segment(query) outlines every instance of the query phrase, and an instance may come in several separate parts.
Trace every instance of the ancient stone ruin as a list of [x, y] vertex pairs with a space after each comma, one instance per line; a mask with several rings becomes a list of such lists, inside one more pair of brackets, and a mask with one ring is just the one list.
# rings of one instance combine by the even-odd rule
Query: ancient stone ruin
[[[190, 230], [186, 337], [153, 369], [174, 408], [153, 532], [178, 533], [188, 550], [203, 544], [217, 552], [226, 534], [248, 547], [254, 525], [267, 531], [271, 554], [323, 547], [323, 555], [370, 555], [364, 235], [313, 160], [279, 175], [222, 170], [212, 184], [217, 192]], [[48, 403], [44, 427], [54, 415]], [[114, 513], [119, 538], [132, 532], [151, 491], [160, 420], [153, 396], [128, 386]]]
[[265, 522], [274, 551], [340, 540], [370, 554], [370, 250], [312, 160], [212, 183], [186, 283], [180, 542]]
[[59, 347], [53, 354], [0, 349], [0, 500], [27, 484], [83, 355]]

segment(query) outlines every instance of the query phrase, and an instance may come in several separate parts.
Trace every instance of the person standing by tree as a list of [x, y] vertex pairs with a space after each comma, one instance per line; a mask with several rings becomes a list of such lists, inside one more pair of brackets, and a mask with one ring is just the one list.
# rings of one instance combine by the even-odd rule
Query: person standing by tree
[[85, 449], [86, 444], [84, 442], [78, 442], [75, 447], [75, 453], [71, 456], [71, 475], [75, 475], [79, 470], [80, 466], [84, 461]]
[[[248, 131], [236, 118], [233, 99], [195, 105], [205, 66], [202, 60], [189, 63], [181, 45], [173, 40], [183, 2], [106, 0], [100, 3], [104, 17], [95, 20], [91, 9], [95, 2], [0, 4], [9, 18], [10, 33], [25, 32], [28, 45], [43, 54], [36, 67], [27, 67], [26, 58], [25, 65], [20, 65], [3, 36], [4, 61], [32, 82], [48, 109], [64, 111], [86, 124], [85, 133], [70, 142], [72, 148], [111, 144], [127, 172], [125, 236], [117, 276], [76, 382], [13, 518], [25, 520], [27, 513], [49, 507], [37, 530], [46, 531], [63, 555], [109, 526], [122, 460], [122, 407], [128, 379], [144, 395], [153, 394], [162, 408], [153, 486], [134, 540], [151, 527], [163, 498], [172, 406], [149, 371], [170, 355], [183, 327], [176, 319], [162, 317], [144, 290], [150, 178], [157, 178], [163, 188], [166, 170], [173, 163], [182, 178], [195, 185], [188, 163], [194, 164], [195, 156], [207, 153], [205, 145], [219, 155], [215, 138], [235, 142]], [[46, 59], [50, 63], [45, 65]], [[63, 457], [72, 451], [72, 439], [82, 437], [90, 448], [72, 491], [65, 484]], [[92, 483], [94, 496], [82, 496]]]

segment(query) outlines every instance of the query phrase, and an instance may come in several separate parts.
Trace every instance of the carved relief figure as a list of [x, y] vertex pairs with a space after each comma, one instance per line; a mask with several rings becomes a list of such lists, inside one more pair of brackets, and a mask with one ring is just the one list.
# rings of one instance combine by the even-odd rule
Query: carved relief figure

■ ■ ■

Reproduce all three items above word for word, keeping every line in its original order.

**Output below**
segment(query) outlines every instance of the query phrase, and an instance may come in several separate parts.
Trace every instance of the ancient stone ruin as a list of [x, y] vertex pairs with a space after each comma, one instance per line; a mask with several rings becomes a list of such lists, inside one more pair of brackets, and a mask with one ring is just the one list.
# rings of one instance combine by the even-odd rule
Query: ancient stone ruin
[[[190, 230], [186, 337], [153, 369], [174, 408], [153, 532], [178, 533], [188, 550], [203, 544], [217, 552], [226, 534], [248, 547], [254, 525], [267, 531], [271, 554], [323, 547], [323, 555], [370, 555], [364, 235], [313, 160], [279, 175], [222, 170], [212, 184], [217, 192]], [[48, 403], [44, 427], [54, 415]], [[114, 513], [119, 538], [132, 532], [151, 491], [160, 420], [153, 396], [128, 386]]]
[[265, 522], [274, 551], [340, 540], [370, 554], [370, 250], [312, 160], [212, 183], [186, 283], [180, 542]]
[[59, 347], [53, 354], [0, 349], [0, 500], [27, 484], [83, 355]]

segment(query) outlines every instance of the query phrase, and an instance may come in several separate parts.
Trace every instance of the person standing by tree as a list of [x, y] vertex pairs with a space after each comma, one instance per line; a mask with several rings becomes a list of such lists, inside one more pair of brackets, and a mask with one ring is just the one list.
# rings of one instance combine by the even-odd rule
Query: person standing by tree
[[85, 449], [86, 444], [84, 442], [78, 442], [75, 447], [75, 453], [71, 456], [71, 475], [75, 475], [79, 470], [80, 466], [84, 461]]
[[[248, 131], [236, 118], [233, 99], [195, 105], [205, 66], [202, 60], [189, 63], [181, 45], [173, 40], [183, 2], [106, 0], [100, 3], [104, 17], [95, 20], [91, 9], [95, 2], [0, 4], [9, 18], [10, 33], [25, 32], [28, 45], [43, 54], [36, 67], [27, 67], [26, 58], [25, 65], [20, 65], [3, 36], [4, 61], [32, 82], [48, 109], [64, 111], [86, 124], [85, 133], [70, 142], [72, 148], [111, 144], [127, 172], [125, 236], [117, 276], [76, 382], [13, 518], [25, 520], [27, 513], [49, 507], [37, 530], [46, 531], [63, 555], [109, 526], [122, 460], [122, 407], [128, 379], [144, 395], [153, 394], [162, 408], [153, 486], [134, 540], [151, 527], [163, 498], [172, 406], [149, 371], [170, 355], [183, 327], [176, 319], [162, 317], [144, 290], [150, 178], [157, 178], [163, 188], [166, 170], [173, 163], [182, 178], [195, 185], [188, 163], [194, 164], [195, 156], [207, 153], [205, 145], [219, 155], [215, 138], [235, 142]], [[46, 59], [50, 63], [45, 65]], [[63, 457], [72, 451], [72, 439], [82, 437], [90, 448], [72, 491], [65, 484]], [[92, 483], [94, 496], [82, 496]]]

segment(query) outlines every instance of the query phrase, and an instance may come in several separate parts.
Trace every instance of the carved relief figure as a list of [x, y] vertex pairs with a space after each comma, one instance per line; a mask with several rings becomes a list of such lists, inside one more pair of brackets, and a mask with one ring is just the one list.
# rings of one instance combine by the even-odd rule
Query: carved relief figure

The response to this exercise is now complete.